**THE TASK**
Leave the pictures aside and write out exactly every line from the one containing "Task: place one keypoint per instance of the backpack" through the last line.

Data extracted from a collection

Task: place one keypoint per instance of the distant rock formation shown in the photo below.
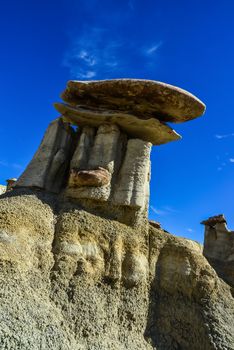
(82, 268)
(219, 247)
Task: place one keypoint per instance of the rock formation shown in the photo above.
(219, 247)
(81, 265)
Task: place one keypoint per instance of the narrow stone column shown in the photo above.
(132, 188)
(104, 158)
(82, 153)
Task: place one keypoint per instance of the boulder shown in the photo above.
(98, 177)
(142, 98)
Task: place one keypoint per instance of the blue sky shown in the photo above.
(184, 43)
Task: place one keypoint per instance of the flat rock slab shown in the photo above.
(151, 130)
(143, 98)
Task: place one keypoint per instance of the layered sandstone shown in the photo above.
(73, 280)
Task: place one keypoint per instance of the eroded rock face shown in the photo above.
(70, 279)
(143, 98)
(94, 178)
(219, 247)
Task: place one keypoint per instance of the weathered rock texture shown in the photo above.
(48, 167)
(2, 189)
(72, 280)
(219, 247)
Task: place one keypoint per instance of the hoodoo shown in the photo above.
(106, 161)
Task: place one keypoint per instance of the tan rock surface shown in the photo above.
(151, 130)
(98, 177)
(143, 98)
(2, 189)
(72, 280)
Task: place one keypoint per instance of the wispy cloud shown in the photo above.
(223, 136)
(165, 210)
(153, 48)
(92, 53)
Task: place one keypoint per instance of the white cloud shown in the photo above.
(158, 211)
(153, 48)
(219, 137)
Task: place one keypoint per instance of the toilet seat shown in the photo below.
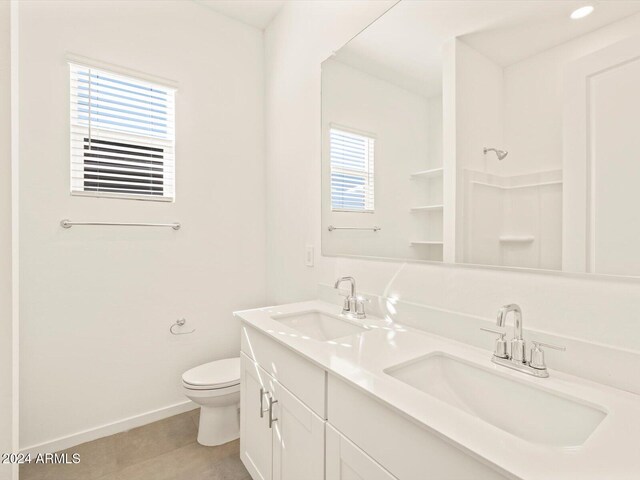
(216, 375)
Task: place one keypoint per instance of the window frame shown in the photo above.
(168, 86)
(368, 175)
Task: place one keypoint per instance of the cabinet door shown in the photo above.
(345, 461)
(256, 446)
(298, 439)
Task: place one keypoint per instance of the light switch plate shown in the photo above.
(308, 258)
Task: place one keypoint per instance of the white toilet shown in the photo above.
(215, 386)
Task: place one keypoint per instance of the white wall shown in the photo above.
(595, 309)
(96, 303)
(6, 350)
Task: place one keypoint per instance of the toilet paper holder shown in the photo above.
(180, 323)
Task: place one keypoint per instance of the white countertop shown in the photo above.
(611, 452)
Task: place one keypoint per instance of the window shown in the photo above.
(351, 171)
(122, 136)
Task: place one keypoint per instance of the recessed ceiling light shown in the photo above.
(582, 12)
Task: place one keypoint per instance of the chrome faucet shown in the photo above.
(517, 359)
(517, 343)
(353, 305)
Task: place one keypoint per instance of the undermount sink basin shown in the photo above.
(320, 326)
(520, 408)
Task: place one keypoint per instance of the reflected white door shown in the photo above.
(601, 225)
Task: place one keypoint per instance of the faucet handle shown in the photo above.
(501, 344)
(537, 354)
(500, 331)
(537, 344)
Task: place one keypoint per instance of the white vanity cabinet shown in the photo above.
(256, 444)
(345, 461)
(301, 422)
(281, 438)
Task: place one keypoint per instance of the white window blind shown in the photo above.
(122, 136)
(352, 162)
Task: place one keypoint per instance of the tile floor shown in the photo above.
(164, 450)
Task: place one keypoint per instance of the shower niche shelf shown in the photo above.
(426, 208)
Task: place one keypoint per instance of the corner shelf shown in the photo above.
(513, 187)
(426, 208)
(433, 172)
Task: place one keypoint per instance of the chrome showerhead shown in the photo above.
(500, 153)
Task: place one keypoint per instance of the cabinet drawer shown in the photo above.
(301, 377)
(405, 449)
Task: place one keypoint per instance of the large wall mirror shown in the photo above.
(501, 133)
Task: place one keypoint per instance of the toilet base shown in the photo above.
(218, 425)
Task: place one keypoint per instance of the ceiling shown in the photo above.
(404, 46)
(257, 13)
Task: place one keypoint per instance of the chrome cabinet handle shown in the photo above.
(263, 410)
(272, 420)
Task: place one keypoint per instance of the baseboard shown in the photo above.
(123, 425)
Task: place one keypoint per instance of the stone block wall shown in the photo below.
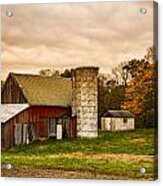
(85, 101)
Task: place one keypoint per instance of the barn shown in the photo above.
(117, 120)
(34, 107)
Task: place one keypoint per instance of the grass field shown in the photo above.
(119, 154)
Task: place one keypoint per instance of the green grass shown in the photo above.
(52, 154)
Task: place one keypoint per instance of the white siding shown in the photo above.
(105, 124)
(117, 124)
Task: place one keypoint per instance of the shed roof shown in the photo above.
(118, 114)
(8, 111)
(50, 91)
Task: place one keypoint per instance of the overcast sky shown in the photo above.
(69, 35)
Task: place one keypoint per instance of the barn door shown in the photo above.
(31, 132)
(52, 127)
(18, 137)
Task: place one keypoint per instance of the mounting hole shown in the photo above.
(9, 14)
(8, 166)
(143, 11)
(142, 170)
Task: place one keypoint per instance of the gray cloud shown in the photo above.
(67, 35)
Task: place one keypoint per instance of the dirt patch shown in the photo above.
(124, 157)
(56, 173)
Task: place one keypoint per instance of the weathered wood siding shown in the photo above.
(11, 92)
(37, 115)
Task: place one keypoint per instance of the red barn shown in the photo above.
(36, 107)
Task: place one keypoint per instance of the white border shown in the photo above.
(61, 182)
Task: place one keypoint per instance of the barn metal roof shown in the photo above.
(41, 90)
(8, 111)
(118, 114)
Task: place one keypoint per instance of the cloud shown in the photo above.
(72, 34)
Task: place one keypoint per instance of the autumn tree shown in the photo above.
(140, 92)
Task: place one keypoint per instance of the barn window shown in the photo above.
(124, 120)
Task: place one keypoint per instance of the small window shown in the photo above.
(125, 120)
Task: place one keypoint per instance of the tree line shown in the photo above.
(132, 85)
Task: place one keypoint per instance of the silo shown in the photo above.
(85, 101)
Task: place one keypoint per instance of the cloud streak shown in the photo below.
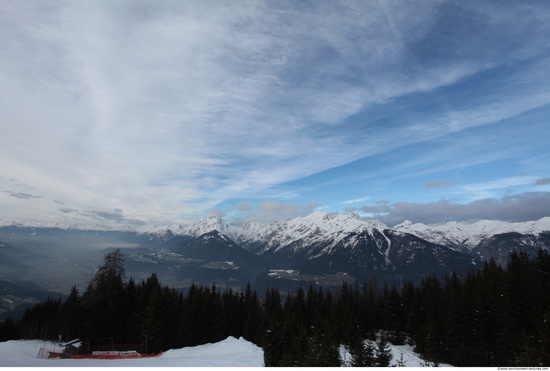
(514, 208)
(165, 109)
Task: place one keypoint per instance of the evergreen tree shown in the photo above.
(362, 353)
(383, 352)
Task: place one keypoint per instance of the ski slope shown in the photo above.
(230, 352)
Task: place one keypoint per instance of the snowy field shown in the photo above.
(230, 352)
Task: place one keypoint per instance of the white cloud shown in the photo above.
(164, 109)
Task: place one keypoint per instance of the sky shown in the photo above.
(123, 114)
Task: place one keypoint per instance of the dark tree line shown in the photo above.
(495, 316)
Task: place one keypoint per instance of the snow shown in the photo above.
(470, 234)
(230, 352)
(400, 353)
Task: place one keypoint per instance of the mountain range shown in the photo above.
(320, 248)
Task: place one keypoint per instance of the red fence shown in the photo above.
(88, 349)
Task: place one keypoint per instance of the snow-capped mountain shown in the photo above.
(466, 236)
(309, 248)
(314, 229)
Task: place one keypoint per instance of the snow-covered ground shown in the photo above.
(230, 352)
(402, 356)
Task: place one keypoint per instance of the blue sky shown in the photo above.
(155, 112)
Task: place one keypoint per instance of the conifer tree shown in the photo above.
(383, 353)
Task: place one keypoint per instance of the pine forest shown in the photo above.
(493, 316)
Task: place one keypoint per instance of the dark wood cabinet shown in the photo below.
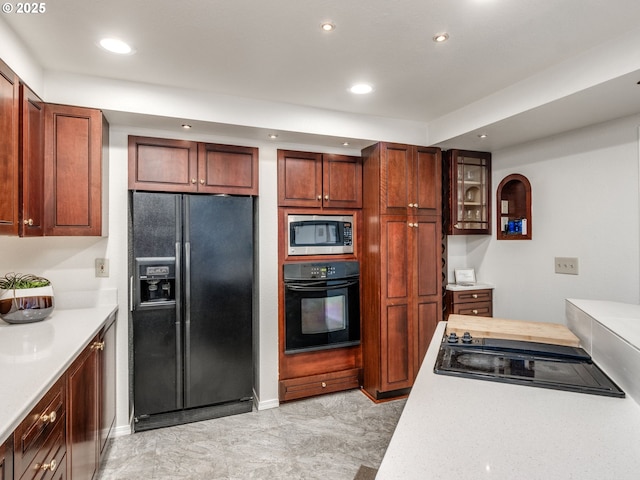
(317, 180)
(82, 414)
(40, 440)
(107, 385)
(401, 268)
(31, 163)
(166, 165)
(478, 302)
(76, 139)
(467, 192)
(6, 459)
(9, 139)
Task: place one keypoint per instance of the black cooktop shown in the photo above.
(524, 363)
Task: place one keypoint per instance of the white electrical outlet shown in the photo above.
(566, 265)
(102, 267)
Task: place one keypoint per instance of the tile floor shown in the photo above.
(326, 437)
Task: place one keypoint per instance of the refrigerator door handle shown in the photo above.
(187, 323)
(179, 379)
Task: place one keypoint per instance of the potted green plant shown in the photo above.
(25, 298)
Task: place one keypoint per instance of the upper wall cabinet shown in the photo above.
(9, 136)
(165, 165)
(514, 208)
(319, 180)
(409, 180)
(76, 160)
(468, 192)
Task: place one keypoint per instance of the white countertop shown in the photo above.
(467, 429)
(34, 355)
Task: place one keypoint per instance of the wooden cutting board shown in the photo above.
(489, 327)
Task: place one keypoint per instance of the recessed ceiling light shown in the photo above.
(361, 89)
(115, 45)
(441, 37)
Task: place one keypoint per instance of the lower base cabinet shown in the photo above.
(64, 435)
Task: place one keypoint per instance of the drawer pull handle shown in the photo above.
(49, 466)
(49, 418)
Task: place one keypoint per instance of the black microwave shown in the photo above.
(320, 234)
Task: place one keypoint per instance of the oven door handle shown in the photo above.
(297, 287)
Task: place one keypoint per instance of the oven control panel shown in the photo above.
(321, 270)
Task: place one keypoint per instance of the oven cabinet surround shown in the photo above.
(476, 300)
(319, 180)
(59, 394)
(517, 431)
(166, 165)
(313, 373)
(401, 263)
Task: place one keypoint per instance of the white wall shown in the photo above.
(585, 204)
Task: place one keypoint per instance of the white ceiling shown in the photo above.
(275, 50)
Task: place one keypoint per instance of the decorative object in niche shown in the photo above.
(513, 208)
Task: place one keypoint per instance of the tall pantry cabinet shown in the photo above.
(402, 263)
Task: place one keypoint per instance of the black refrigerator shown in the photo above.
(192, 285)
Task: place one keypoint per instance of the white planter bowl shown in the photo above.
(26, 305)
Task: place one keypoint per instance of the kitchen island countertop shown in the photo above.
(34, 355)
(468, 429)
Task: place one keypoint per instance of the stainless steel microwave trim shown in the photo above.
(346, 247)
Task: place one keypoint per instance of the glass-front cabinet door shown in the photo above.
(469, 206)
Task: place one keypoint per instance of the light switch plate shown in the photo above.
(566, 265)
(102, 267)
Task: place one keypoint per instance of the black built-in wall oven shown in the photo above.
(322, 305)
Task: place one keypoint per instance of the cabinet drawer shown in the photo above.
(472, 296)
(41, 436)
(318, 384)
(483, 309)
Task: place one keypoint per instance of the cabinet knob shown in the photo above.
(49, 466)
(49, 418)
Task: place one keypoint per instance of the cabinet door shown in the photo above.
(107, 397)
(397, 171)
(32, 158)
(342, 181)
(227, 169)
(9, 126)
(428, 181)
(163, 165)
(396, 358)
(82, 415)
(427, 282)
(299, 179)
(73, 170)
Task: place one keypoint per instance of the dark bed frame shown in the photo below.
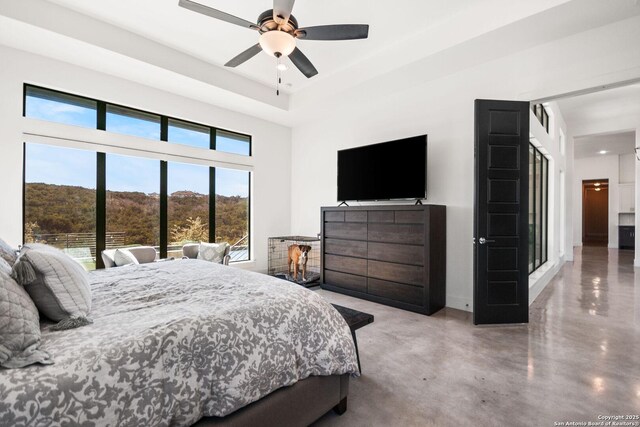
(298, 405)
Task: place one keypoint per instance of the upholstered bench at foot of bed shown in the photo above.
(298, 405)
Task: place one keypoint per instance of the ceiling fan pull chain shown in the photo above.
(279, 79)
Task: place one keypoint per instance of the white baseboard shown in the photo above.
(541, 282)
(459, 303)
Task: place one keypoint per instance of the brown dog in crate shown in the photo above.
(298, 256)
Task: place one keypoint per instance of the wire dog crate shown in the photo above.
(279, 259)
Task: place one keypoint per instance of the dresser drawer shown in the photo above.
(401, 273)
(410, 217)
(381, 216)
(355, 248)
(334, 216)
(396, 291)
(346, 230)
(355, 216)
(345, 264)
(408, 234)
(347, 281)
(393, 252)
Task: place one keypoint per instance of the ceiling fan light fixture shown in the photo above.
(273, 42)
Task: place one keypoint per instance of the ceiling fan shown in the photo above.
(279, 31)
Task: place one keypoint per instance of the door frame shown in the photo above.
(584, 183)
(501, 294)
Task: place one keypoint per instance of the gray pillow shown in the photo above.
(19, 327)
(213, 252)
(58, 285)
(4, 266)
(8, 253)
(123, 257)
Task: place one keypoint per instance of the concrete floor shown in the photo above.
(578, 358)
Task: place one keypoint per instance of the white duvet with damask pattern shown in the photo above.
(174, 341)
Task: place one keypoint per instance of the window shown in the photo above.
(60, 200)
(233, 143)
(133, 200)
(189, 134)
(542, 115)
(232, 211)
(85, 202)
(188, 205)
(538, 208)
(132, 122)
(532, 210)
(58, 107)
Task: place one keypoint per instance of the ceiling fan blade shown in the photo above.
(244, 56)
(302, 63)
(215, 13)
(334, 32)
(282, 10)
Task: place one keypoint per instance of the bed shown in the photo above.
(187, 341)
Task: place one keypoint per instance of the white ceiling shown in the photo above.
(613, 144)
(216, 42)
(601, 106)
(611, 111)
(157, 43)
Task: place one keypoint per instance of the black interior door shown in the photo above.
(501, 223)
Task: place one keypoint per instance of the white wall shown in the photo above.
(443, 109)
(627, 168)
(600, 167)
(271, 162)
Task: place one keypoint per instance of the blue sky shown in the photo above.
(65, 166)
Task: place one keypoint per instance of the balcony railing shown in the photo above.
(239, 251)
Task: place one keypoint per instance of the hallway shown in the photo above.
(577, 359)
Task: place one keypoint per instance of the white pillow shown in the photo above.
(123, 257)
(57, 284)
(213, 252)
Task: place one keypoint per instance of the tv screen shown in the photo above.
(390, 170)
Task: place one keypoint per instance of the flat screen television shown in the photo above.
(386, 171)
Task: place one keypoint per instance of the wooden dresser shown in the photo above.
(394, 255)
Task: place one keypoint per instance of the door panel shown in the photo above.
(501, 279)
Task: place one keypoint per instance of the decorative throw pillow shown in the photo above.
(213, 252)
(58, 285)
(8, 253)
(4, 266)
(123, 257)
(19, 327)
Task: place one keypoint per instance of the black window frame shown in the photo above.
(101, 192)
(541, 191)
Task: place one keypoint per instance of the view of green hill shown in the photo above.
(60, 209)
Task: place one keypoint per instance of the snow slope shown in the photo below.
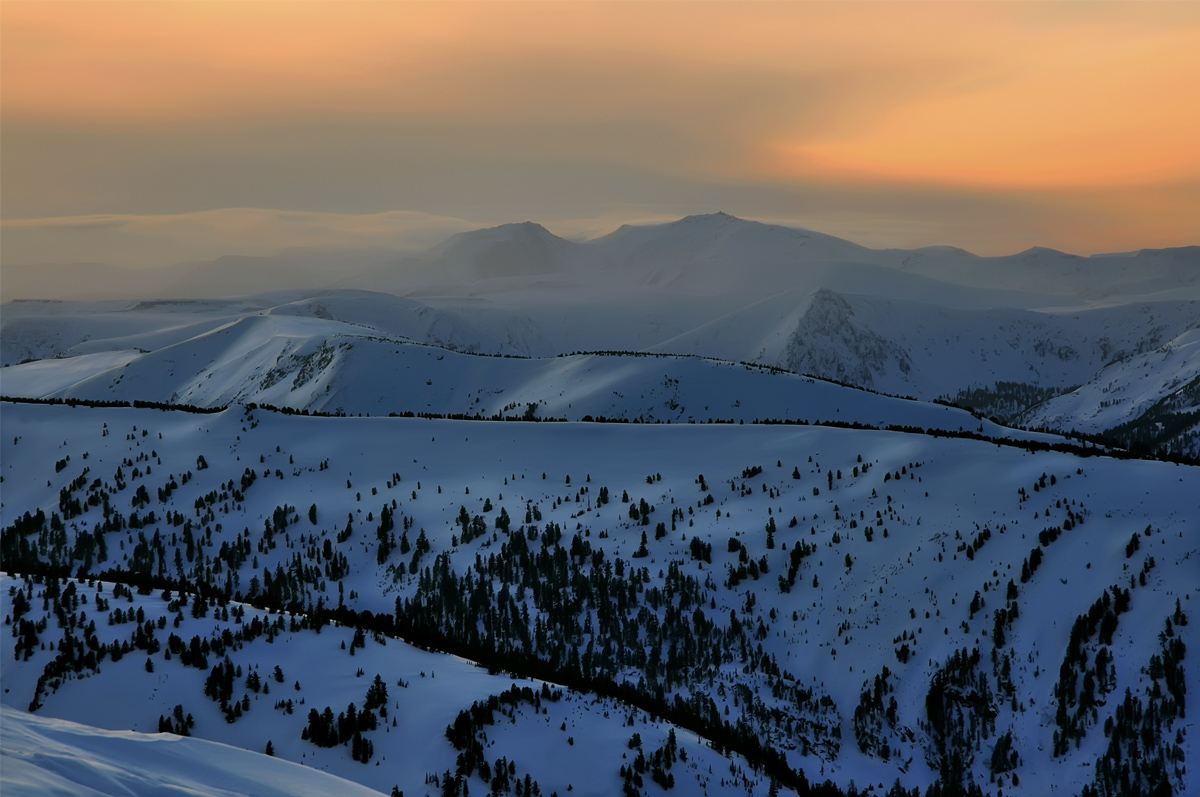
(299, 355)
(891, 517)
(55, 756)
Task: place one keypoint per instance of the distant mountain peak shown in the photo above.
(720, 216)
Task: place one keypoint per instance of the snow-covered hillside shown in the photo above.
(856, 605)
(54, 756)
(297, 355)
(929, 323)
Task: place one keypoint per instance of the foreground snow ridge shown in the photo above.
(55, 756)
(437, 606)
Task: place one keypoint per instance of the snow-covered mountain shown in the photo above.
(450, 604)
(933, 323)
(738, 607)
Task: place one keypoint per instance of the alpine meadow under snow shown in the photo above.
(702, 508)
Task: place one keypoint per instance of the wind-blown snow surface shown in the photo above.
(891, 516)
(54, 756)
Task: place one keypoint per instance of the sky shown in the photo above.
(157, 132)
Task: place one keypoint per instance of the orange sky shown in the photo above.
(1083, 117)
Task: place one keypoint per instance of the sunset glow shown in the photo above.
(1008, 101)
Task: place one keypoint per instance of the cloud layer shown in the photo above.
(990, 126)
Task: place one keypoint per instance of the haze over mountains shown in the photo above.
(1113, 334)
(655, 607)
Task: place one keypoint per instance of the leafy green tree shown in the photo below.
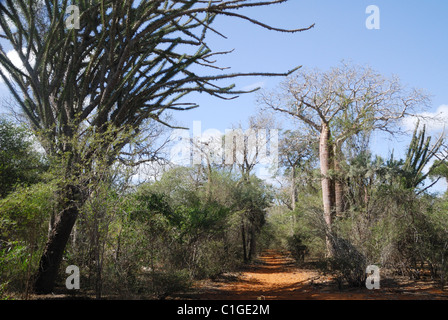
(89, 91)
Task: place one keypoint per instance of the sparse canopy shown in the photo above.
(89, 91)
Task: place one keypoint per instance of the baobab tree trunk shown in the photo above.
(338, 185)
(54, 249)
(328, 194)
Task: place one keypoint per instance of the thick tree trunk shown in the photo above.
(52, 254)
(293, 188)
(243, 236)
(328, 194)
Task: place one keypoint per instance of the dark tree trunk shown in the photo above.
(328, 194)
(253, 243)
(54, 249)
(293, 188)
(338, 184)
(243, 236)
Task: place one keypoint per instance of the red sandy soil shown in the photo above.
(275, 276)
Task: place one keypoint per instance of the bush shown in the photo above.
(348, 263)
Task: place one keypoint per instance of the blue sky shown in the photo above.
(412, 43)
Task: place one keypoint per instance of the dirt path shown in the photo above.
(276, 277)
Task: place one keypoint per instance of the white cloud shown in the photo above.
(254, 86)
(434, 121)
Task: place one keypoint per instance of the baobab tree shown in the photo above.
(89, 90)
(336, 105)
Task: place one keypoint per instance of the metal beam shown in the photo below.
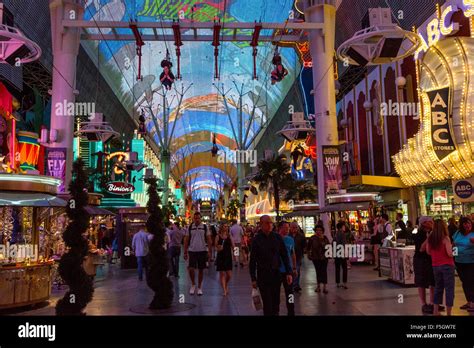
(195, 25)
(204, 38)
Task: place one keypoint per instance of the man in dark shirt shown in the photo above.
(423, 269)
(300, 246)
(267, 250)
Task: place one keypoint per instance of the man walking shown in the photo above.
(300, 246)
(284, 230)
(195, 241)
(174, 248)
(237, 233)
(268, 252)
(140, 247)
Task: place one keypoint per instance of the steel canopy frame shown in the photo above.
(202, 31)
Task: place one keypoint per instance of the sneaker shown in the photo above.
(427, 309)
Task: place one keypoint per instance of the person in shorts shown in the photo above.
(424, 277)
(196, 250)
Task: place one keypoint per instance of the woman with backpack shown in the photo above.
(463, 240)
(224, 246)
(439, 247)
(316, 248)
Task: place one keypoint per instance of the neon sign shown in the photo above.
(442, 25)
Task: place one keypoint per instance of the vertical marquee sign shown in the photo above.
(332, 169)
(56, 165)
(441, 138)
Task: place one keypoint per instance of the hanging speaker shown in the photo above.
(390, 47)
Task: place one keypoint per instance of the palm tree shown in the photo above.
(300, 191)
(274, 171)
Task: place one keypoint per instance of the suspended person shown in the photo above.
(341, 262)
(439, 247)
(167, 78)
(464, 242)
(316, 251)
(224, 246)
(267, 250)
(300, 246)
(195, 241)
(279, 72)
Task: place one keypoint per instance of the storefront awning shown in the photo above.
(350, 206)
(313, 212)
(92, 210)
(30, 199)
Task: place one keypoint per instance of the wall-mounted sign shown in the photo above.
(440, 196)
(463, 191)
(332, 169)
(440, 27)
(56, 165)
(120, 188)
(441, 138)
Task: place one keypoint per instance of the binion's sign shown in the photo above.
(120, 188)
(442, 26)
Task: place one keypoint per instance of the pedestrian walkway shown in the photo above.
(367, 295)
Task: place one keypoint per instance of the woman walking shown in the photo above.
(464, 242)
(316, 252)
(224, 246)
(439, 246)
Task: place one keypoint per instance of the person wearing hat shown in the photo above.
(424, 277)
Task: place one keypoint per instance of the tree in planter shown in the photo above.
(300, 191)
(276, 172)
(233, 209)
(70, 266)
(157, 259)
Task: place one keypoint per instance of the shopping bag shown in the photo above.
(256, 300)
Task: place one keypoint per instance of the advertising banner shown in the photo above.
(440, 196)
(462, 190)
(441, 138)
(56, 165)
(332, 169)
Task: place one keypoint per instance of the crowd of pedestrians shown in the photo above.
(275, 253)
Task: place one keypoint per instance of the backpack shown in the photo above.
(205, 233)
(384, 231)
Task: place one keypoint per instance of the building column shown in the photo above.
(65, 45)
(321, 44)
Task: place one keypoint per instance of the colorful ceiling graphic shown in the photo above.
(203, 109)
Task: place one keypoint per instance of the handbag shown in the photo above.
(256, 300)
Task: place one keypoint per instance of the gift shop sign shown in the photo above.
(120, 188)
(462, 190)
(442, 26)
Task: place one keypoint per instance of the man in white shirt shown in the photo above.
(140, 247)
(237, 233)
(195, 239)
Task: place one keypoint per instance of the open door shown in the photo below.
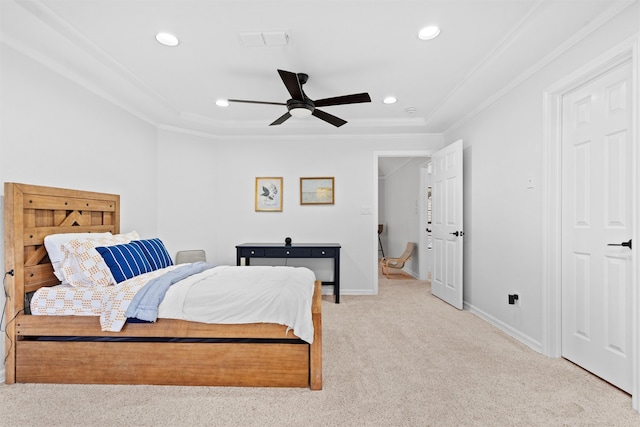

**RESULT OF THE TASK**
Task: place one keypoint per instance of the backpack shown in the photo above.
(205, 233)
(384, 231)
Task: place one keypoint per instance of the building column shown in the photo above.
(65, 45)
(321, 44)
Task: place one keypoint per instance of the colorful ceiling graphic shown in the photo above.
(203, 109)
Task: place one keypoint per instance of the handbag shown in the photo above.
(256, 300)
Task: place one keypoint per instance of the gift shop sign shown in the photo above.
(120, 188)
(462, 190)
(442, 26)
Task: place one keypoint per instance of the man in white shirt shown in the photo above.
(140, 247)
(237, 233)
(195, 239)
Task: place one keypoint per instance of the open door shown in the photo below.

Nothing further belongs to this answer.